**Exercise passage**
· · · · · · ·

The Dual Dealloc Paths: Tracing a Memory Leak in a GPU Proving Pipeline

In the high-stakes world of GPU-accelerated zero-knowledge proof generation, memory is the invisible governor. No matter how fast your CUDA kernels run, if the system runs out of RAM, it simply stops. Message 3000 captures a pivotal moment in a debugging session where an engineer, faced with mysterious out-of-memory (OOM) failures after increasing synthesis parallelism, realizes that the memory architecture of their newly implemented "split API" is more complex than anticipated — and begins the methodical work of tracing where the bytes are actually going.

· · · · · · ·

Referring-expression pointing data:
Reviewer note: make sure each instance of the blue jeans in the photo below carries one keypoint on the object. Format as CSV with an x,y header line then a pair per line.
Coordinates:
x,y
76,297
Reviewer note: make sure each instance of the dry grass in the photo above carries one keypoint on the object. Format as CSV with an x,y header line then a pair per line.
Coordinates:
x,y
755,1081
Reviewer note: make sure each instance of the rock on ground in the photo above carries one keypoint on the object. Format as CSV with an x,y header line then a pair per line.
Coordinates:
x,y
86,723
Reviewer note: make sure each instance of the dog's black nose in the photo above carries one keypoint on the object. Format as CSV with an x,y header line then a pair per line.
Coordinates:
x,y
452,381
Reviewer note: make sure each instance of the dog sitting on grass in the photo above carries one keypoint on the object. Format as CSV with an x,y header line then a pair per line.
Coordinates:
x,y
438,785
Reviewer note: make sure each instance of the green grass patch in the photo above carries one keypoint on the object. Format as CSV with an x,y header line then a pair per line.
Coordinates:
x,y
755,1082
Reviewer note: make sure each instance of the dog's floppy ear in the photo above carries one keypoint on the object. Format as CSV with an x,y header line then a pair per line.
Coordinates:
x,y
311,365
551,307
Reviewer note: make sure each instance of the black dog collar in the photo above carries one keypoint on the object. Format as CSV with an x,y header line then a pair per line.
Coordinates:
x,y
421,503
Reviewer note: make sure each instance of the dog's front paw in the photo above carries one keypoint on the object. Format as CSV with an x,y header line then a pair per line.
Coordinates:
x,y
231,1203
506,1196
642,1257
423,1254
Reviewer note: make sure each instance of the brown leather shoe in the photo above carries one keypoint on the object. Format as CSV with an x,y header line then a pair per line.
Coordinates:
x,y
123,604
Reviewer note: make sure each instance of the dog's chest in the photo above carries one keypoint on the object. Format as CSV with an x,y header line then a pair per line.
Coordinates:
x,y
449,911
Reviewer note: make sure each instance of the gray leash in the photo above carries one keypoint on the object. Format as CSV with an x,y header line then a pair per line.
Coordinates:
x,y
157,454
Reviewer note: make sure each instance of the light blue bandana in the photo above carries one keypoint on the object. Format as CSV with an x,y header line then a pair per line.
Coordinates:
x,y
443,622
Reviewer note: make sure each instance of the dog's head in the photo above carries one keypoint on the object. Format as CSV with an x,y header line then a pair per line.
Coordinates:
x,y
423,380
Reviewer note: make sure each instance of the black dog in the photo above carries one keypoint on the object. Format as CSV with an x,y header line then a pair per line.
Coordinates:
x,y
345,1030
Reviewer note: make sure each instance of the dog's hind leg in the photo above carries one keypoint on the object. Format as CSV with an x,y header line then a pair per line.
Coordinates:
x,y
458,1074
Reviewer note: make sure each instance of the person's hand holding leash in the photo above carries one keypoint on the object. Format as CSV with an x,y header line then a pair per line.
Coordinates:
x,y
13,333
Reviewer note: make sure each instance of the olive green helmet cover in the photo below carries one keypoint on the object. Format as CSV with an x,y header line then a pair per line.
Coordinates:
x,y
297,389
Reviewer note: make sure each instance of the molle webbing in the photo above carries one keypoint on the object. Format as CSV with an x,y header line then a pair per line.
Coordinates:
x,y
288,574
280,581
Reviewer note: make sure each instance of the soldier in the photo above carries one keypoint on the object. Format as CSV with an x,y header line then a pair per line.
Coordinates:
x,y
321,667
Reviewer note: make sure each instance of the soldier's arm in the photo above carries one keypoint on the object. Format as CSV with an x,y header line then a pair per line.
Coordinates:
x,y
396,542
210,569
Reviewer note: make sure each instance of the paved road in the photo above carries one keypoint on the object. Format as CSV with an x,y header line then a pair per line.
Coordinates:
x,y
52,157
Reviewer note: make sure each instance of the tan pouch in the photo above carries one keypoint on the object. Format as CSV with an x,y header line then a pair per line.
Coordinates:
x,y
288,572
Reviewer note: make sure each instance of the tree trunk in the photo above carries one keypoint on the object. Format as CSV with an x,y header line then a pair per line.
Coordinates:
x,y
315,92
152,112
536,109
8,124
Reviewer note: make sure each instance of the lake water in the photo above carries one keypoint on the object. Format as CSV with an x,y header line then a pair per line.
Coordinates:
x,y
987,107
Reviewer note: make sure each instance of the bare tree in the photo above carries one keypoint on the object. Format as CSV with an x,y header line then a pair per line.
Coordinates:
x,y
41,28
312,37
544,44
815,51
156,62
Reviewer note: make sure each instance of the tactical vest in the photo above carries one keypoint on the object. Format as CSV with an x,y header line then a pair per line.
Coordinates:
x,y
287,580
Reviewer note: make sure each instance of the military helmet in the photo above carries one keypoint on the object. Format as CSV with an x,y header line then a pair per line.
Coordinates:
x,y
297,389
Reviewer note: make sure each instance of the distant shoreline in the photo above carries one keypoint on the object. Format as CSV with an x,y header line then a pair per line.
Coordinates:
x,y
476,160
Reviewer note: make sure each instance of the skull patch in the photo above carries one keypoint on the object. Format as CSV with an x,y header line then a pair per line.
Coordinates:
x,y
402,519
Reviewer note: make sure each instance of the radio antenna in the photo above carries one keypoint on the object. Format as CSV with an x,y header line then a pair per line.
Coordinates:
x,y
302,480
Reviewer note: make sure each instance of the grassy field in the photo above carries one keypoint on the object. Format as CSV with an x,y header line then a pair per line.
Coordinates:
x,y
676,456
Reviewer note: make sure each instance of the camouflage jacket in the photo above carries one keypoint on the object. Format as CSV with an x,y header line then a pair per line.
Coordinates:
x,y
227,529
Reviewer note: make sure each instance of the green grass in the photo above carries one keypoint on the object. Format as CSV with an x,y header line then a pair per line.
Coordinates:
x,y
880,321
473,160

· · · · · · ·

**Task list**
**A.** In the memory-leak passage, what failures did the engineer encounter after increasing synthesis parallelism?
**B.** Retype the memory-leak passage from "The Dual Dealloc" to "are actually going.".
**C.** Extend the memory-leak passage onward from its final sentence.
The material has no connection to the memory-leak passage.

**Answer set**
**A.** Mysterious out-of-memory (OOM) failures.

**B.**
The Dual Dealloc Paths: Tracing a Memory Leak in a GPU Proving Pipeline

In the high-stakes world of GPU-accelerated zero-knowledge proof generation, memory is the invisible governor. No matter how fast your CUDA kernels run, if the system runs out of RAM, it simply stops. Message 3000 captures a pivotal moment in a debugging session where an engineer, faced with mysterious out-of-memory (OOM) failures after increasing synthesis parallelism, realizes that the memory architecture of their newly implemented "split API" is more complex than anticipated — and begins the methodical work of tracing where the bytes are actually going.

**C.**
The Context: Phase 12 and the Split API

The message sits within a larger optimization effort codenamed "Phase 12" for the cuzk GPU proving engine, a system that generates Groth16 proofs for Filecoin's Proof-of-Replication (PoRep) protocol. The core innovation of Phase 12 was a "split GPU proving API": instead of keeping the GPU worker thread busy until every last computation completed, the API was split into prove_start (which launches GPU kernels and returns immediately) and prove_finish (which waits for a background b_g2_msm computation to complete). This architectural change was designed to hide the latency of the b_g2_msm multi-scalar multiplication, allowing the GPU worker to pick up the next partition's work without waiting for the previous one's post-processing to finish.

The initial results were promising: with partition_workers=10 (the baseline), the Phase 12 implementation achieved 37.1 seconds per proof, a ~2.4% improvement over the Phase 11 baseline of 38.0 seconds. But when the engineer tried to increase synthesis parallelism — first to pw=15, then to pw=12 — the system crashed with out-of-memory errors. The user's observation was pointed: "It's not 400GB tho, something is leaking somewhere" ([msg 2993]). The 755 GiB machine should have been able to handle a modest increase from 10 to 12 concurrent partition syntheses, each consuming roughly 13 GiB. The ~26 GiB delta shouldn't have been fatal.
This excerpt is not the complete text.